• Kutipan Teks:
▶
Menurut Ki Hajar Dewantara (KHD), pendidik adalah penuntun segala kekuatan kodrat yang ada pada anak-anak, agar mereka sebagai manusia dan anggota masyarakat dapat mencapai keselamatan dan kebahagiaan yang setinggi-tingginya.

Pemikiran KHD tersebut mengingatkan bahwa tugas pendidik sebagai pemimpin pembelajaran adalah menumbuhkan motivasi mereka untuk dapat membangun perhatian yang berkualitas pada materi dengan merancang pengalaman belajar bermakna. Kita merencanakan secara sadar pengetahuan, keterampilan, dan sikap yang dibutuhkan murid-murid untuk mewujudkan kekuatan (potensinya).

Sebelum mempelajari modul 2.2, saya berpikir bahwa dalam pembelajaran/pendidikan tidak terlalu mementingkan sisi sosial emosional, sehingga saya tidak terlalu peduli atau mencoba mencari tahu tentang konsep pembelajaran sosial emosional. Setelah mempelajari modul ini, ternyata ada banyak hal positif yang bisa saya terapkan sebagai seorang guru agar dapat menciptakan suasana belajar/lingkungan belajar yang lebih terasa aman dan menyenengkan. Dampak yang sangat besar saya rasakan langsung ketika mulai mempraktikan apa yang telah saya pelajari di modul ini.

Berkaitan dengan kebutuhan belajar dan lingkungan yang aman dan nyaman untuk memfasilitasi seluruh individu di sekolah agar dapat meningkatkan kompetensi akademik maupun kesejahteraan psikologis (well-being),  3 hal mendasar dan penting yang saya pelajari adalah:

Konsep Pembelajaran Sosial dan Emosional berdasarkan kerangka kerja Collaborative for Academic, Social and Emotional Learning (CASEL) yang menggunakan pendekatan yang sistimatis yang menekankan kepada pentingnya menciptakan lingkungan yang tepat serta terkoordinasi untuk menciptakan pembelajaran akademik, sosial, dan emosional semua murid. PSE ini bertujuan untuk mengembangkan 5 (lima) Kompetensi Sosial dan Emosional (KSE) yaitu: kesadaran diri, manajemen diri, kesadaran sosial, keterampilan berelasi, dan pengambilan keputusan yang bertanggung jawab.

Konsep kesadaran penuh (mindfulness). Konsep kesadaran penuh ini dapat dilakukan dengan Teknik STOP (Berhenti sejenak, ambil nafas dalam, amati sensasi pada tubuh, perasaan, pikiran dan lingkungan, selesaikan dan lanjutkan). Praktik kesadaran penuh ini memperkuat 5 Kompetensi Sosial dan Emosional (KSE) yang penerapannya mencakup ruang lingkup kelas, sekolah dan keluarga serta komunitas. Untuk PSE yang berkaitan dengan kelas dan sekolah dilakukan melalui 4 indikator, yaitu: pengajaran eksplisit, integrasi dalam praktek mengajar guru dan kurikulum akademik, penciptaan iklim kelas dan budaya sekolah, dan penguatan kompetensi sosial dan emosional pendidik dan tenaga kependidikan (PTK) di sekolah.
◀
• Ketentuan Tugas:
a) Kutip bagian teks tentang pembelajaran sosial emosional yang dimulai pada kata-kata "Konsep Pembelajaran Sosial dan" dan berhenti setelah kata-kata "yang bertanggung jawab.".
b) Jawablah pertanyaan berikut berdasarkan teks tentang pembelajaran sosial emosional, dengan tanda yang sama pada setiap jawaban.
(i) Menurut Ki Hajar Dewantara, pendidik adalah penuntun bagi apa?
(ii) Apa saja lima Kompetensi Sosial dan Emosional yang ingin dikembangkan?
(iii) Teknik apa yang disebut untuk melakukan konsep kesadaran penuh?

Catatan
▶
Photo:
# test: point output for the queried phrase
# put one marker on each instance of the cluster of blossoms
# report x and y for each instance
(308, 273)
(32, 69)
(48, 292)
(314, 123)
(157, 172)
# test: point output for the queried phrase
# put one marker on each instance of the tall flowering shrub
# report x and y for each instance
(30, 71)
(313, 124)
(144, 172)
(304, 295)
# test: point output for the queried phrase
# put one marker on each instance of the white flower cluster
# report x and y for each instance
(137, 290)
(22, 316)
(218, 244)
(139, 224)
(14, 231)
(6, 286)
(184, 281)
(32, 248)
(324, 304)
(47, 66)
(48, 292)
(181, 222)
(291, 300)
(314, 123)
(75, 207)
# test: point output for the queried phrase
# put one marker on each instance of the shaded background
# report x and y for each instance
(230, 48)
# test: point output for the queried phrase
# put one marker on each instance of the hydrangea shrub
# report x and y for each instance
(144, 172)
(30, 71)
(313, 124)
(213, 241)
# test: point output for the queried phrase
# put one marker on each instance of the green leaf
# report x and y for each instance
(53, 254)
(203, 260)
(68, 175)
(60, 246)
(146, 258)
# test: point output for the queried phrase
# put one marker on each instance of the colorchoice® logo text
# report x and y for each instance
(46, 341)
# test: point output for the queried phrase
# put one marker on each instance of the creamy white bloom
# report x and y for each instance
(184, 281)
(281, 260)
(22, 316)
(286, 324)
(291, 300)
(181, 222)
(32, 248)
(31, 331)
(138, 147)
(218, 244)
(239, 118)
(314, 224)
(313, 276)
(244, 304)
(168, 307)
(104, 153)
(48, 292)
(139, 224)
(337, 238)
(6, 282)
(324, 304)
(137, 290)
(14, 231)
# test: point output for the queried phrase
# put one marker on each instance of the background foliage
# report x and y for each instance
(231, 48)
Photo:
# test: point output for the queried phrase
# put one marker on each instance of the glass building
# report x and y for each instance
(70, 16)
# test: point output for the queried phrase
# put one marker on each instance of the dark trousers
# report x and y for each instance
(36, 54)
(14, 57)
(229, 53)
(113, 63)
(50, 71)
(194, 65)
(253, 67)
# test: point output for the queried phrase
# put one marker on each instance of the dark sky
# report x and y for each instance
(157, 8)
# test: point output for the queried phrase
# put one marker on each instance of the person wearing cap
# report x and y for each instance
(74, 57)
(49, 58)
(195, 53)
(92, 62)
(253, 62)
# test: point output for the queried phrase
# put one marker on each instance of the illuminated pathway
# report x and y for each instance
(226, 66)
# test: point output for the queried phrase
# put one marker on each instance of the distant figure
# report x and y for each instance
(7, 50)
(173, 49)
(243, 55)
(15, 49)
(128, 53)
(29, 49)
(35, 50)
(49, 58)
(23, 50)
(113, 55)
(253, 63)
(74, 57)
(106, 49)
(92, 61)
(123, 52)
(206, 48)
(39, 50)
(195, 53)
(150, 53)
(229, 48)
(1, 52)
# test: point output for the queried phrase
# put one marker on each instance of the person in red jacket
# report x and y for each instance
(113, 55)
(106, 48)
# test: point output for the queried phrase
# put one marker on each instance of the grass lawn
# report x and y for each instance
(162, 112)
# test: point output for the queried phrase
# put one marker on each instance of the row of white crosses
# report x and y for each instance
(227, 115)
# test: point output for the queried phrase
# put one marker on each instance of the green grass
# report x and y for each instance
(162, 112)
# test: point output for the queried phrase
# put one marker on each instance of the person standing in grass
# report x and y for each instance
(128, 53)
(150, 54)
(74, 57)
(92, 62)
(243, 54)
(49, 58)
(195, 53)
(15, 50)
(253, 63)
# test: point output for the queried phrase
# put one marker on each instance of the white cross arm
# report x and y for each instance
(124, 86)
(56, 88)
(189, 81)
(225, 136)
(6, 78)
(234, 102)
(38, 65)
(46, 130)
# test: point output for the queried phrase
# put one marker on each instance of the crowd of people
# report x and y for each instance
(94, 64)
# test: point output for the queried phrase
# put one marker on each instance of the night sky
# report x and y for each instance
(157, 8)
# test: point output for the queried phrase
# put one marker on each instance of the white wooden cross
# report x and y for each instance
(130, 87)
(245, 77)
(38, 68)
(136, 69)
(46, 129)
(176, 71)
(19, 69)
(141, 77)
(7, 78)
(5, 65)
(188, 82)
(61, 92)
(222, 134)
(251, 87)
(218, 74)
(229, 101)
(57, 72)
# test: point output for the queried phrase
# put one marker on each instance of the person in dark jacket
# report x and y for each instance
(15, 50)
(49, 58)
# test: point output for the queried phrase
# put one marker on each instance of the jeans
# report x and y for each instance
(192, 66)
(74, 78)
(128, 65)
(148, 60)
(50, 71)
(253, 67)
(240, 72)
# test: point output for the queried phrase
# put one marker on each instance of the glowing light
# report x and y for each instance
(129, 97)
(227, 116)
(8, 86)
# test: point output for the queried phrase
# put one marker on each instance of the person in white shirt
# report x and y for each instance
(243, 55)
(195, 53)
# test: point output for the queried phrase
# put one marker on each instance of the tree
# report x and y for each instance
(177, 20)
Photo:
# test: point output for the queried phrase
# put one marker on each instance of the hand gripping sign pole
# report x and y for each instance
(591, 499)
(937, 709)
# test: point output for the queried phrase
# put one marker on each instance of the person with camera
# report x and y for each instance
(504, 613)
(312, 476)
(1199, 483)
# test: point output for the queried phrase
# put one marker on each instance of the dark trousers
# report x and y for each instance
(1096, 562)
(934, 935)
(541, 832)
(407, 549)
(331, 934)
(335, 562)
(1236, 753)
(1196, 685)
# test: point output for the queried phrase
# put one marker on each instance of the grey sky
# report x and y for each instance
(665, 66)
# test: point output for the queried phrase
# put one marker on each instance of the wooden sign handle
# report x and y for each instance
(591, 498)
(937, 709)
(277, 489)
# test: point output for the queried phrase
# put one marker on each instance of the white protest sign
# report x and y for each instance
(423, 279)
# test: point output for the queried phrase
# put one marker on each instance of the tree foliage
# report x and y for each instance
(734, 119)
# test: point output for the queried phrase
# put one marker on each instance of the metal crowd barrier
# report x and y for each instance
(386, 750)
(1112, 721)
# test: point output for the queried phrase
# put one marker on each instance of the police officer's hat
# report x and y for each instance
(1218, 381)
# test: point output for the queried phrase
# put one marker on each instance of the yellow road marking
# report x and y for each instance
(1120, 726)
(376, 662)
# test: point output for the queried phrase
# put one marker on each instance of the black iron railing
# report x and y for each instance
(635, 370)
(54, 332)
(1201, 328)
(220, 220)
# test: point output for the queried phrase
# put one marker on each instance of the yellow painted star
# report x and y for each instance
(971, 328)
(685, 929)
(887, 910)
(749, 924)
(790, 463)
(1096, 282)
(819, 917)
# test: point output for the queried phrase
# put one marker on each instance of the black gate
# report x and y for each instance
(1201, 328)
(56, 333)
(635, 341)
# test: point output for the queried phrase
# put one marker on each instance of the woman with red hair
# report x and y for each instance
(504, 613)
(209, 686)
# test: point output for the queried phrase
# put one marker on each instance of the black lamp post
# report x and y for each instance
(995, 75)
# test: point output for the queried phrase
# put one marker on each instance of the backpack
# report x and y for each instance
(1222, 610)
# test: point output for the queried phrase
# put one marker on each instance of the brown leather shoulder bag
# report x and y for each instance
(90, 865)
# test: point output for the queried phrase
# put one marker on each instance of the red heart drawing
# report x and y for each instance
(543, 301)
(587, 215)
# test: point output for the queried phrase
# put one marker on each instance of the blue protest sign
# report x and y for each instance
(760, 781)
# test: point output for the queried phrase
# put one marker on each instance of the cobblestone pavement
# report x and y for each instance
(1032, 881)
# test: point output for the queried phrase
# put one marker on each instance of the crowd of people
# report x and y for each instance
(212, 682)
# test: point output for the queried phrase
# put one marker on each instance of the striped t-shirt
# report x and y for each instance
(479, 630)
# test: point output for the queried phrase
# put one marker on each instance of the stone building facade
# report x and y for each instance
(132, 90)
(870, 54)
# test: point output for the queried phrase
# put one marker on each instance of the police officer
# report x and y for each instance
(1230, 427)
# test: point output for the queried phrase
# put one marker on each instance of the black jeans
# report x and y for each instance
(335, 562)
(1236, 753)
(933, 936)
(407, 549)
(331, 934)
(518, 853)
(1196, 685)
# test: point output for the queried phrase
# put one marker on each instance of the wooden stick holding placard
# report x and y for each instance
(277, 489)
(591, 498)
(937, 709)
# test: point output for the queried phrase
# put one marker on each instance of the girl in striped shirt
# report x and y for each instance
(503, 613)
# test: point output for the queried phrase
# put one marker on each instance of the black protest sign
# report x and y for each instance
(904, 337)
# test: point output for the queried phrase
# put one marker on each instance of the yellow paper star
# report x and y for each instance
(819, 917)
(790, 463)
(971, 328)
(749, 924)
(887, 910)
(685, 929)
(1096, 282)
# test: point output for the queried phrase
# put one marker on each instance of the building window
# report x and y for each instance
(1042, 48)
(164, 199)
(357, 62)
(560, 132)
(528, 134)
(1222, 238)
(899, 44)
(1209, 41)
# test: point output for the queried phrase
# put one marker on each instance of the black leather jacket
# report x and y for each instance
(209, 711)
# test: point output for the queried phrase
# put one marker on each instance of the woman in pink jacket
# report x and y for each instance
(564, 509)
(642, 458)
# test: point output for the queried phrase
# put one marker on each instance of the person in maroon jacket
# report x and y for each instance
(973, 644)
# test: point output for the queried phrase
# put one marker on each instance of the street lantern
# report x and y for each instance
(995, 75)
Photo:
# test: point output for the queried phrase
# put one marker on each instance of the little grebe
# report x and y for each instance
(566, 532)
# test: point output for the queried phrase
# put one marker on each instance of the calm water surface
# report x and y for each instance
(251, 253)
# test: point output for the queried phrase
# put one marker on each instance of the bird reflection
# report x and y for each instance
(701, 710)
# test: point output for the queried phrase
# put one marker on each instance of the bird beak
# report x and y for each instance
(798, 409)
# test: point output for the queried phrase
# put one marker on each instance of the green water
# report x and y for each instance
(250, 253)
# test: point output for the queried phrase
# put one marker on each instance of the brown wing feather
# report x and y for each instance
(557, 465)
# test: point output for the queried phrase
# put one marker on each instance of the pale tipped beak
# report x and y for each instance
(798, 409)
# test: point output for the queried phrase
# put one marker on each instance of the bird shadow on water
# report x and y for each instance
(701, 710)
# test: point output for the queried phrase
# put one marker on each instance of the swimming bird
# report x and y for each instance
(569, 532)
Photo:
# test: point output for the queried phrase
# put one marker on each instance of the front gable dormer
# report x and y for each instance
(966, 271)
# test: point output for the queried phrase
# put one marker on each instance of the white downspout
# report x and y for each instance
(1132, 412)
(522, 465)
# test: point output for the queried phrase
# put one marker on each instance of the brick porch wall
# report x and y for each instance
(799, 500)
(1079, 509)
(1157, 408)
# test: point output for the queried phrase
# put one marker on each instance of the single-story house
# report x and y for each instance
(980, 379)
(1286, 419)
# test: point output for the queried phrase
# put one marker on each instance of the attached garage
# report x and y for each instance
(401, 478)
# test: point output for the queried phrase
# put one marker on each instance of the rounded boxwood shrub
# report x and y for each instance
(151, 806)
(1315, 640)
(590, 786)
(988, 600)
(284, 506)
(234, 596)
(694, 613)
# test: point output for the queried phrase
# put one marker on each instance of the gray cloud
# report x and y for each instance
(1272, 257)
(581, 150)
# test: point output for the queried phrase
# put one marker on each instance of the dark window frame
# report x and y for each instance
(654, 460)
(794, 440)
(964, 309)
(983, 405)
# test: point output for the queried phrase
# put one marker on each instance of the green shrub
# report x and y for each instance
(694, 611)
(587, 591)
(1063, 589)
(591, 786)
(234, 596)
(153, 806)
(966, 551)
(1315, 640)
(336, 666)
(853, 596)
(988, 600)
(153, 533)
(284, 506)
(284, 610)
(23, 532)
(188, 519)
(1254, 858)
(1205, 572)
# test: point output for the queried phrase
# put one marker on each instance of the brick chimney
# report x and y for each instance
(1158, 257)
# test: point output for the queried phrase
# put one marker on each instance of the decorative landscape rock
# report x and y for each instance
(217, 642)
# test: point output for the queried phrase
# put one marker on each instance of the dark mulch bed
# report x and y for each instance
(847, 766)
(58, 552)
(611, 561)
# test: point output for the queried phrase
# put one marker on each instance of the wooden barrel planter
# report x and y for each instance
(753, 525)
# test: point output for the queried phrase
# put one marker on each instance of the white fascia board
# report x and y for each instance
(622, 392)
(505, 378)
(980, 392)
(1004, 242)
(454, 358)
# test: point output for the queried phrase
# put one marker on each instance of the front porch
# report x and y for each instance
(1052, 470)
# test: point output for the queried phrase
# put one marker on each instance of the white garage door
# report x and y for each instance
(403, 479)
◀
• Jawaban Tertulis:
a)
Konsep Pembelajaran Sosial dan Emosional berdasarkan kerangka kerja Collaborative for Academic, Social and Emotional Learning (CASEL) yang menggunakan pendekatan yang sistimatis yang menekankan kepada pentingnya menciptakan lingkungan yang tepat serta terkoordinasi untuk menciptakan pembelajaran akademik, sosial, dan emosional semua murid. PSE ini bertujuan untuk mengembangkan 5 (lima) Kompetensi Sosial dan Emosional (KSE) yaitu: kesadaran diri, manajemen diri, kesadaran sosial, keterampilan berelasi, dan pengambilan keputusan yang bertanggung jawab.

b)
(i) Pendidik adalah penuntun segala kekuatan kodrat yang ada pada anak-anak.
(ii) Kelimanya adalah kesadaran diri, manajemen diri, kesadaran sosial, keterampilan berelasi, dan pengambilan keputusan yang bertanggung jawab.
(iii) Tekniknya adalah Teknik STOP.